▶ [YOUR ASSIGNMENT]:
Could you please find each line in the records that contains the word "gray" and copy it?

▶ [DATA RECORDS]:
○ ○ ○
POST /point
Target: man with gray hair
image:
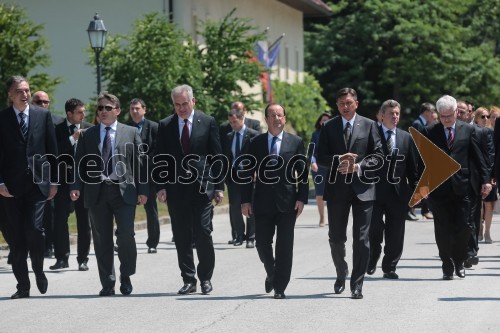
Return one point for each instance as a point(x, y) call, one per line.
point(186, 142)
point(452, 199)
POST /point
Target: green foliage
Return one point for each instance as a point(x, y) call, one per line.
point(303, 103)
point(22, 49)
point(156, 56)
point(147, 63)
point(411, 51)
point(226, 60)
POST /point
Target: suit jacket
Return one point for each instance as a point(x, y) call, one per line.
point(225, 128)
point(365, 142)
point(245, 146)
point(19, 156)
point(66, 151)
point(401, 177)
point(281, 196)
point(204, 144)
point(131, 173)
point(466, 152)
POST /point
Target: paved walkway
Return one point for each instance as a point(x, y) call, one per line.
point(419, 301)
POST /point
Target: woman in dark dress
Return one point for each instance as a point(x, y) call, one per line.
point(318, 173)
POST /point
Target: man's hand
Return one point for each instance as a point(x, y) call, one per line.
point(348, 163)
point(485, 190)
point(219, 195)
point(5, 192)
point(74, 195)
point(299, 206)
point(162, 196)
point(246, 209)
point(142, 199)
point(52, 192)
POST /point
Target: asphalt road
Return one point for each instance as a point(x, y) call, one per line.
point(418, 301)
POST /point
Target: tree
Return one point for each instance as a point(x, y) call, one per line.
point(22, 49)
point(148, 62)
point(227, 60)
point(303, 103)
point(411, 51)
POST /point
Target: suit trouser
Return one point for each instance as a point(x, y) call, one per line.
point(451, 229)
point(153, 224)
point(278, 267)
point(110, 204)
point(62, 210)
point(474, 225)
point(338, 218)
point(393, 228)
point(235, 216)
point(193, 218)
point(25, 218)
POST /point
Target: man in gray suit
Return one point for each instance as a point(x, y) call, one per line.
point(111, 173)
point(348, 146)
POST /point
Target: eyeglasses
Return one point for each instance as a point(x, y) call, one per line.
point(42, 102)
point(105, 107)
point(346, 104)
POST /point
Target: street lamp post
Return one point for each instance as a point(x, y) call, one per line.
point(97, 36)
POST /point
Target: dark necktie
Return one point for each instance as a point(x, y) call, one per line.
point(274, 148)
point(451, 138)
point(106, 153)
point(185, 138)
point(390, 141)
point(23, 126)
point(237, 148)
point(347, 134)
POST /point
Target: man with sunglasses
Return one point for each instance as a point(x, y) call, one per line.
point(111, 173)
○ ○ ○
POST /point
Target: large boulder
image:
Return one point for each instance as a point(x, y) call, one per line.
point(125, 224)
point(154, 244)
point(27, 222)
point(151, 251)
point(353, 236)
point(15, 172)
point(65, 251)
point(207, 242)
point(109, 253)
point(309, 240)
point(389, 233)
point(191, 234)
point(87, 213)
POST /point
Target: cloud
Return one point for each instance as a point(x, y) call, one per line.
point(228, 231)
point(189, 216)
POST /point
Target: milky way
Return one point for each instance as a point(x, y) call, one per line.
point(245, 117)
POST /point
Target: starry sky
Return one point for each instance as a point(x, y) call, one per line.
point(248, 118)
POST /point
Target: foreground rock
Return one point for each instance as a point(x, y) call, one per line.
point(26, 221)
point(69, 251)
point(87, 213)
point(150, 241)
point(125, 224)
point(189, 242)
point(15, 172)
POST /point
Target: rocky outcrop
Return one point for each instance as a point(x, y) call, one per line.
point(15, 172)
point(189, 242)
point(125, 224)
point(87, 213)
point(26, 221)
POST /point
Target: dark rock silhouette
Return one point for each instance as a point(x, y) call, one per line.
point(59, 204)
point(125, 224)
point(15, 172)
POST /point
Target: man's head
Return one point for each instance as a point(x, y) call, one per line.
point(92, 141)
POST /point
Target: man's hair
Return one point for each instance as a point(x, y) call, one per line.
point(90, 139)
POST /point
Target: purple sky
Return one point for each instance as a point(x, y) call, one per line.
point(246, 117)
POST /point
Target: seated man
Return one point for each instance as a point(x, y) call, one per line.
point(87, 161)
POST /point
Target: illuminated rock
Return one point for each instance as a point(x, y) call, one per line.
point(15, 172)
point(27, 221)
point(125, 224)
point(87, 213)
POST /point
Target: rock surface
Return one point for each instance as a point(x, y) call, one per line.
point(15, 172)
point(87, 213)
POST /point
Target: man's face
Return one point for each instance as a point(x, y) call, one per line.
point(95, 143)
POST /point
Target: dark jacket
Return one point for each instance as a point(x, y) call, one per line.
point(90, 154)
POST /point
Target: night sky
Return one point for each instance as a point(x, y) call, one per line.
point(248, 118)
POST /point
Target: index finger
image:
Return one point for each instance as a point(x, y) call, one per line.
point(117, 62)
○ ○ ○
▶ [ANSWER SPACE]:
Target: man with gray hair
Target: man in gray suit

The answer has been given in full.